→ **The problem**
Exclude the pictures and reproduce the remaining data exactly as written.

======== Supplied records ========

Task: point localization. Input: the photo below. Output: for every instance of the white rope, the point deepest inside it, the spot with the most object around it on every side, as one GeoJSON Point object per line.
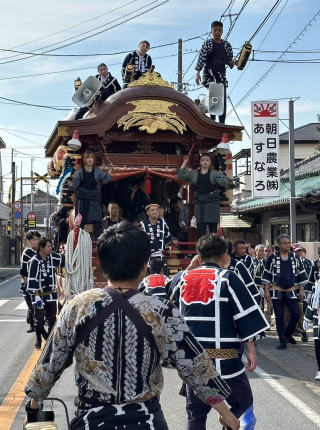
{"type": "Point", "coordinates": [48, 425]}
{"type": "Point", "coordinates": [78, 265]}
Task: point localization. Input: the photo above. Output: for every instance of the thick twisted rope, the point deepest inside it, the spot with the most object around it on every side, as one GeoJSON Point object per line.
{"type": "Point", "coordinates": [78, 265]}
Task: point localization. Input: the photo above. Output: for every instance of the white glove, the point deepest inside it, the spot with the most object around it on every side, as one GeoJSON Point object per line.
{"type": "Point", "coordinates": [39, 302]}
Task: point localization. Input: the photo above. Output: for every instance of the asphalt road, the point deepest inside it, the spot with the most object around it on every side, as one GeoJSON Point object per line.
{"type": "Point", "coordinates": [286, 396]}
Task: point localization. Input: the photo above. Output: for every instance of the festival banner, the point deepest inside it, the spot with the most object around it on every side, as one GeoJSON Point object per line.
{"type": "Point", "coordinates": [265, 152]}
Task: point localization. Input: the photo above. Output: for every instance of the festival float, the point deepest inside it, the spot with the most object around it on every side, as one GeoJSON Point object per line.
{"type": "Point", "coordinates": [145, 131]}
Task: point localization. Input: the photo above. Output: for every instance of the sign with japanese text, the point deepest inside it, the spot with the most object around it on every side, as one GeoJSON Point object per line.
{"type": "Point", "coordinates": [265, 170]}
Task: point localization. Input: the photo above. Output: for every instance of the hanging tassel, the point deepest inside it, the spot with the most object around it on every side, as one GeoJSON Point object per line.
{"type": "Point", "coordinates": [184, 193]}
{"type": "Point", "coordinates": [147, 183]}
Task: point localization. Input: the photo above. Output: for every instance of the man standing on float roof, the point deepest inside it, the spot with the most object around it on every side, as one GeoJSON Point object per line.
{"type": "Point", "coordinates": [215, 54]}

========

→ **Result of the task**
Task: point localization. Input: the photo below. Output: for every instance of the white rope, the point deepest inside it, the spot with the most object around it on every side, as one GeoJSON Point object per line.
{"type": "Point", "coordinates": [48, 425]}
{"type": "Point", "coordinates": [78, 265]}
Task: point localization. Input: the photo above. Output: for every instance of the thick twisted rope, the point deepest inside it, the spot with the most object around it on every side, as one GeoJSON Point object per line.
{"type": "Point", "coordinates": [78, 265]}
Task: point localization. Input: the photo above. Output: for every instance of the white glove, the point deepest inside it, the spot with the most object around it on every side, as one GeoJSON Point object per line.
{"type": "Point", "coordinates": [39, 302]}
Task: point localization. Input: the photo above. Output: for every instance of the asphalt road, the point deepest inside it, the spot with the most object around it on every side, as one GeoJSON Point object per line.
{"type": "Point", "coordinates": [286, 396]}
Task: point localization. Input: the photo above. Output: for every instance of the festival banner, the point deepest inside it, the spot with the most object around it on every side, as one GeoJSON Point object per line.
{"type": "Point", "coordinates": [265, 152]}
Task: point localization. Input: the photo above. Output: for every instance of the festival float, the point deepest inside it, the spot with the most object around it on every side, as one GeoJSON Point object per line.
{"type": "Point", "coordinates": [145, 131]}
Task: point localization. Input: the photo above. Output: for every instance of the sign with japanese text, the point deepest inside it, the spot with the most object around it on every side, as one GeoJSON Point object per line.
{"type": "Point", "coordinates": [265, 170]}
Task: point localization. Input: the photo above. Output: for every instance of the hanging tassel, the point deepest inside it, the spot with the most object around it on every side, as one GeoJSON Point object per line.
{"type": "Point", "coordinates": [184, 193]}
{"type": "Point", "coordinates": [147, 183]}
Task: point localization. Input: the photo above. Output: for every instance of the man standing on float roof, the point deepest inside it, the spot with the most object around it on every side, as one GeoJSON Point object per line.
{"type": "Point", "coordinates": [215, 54]}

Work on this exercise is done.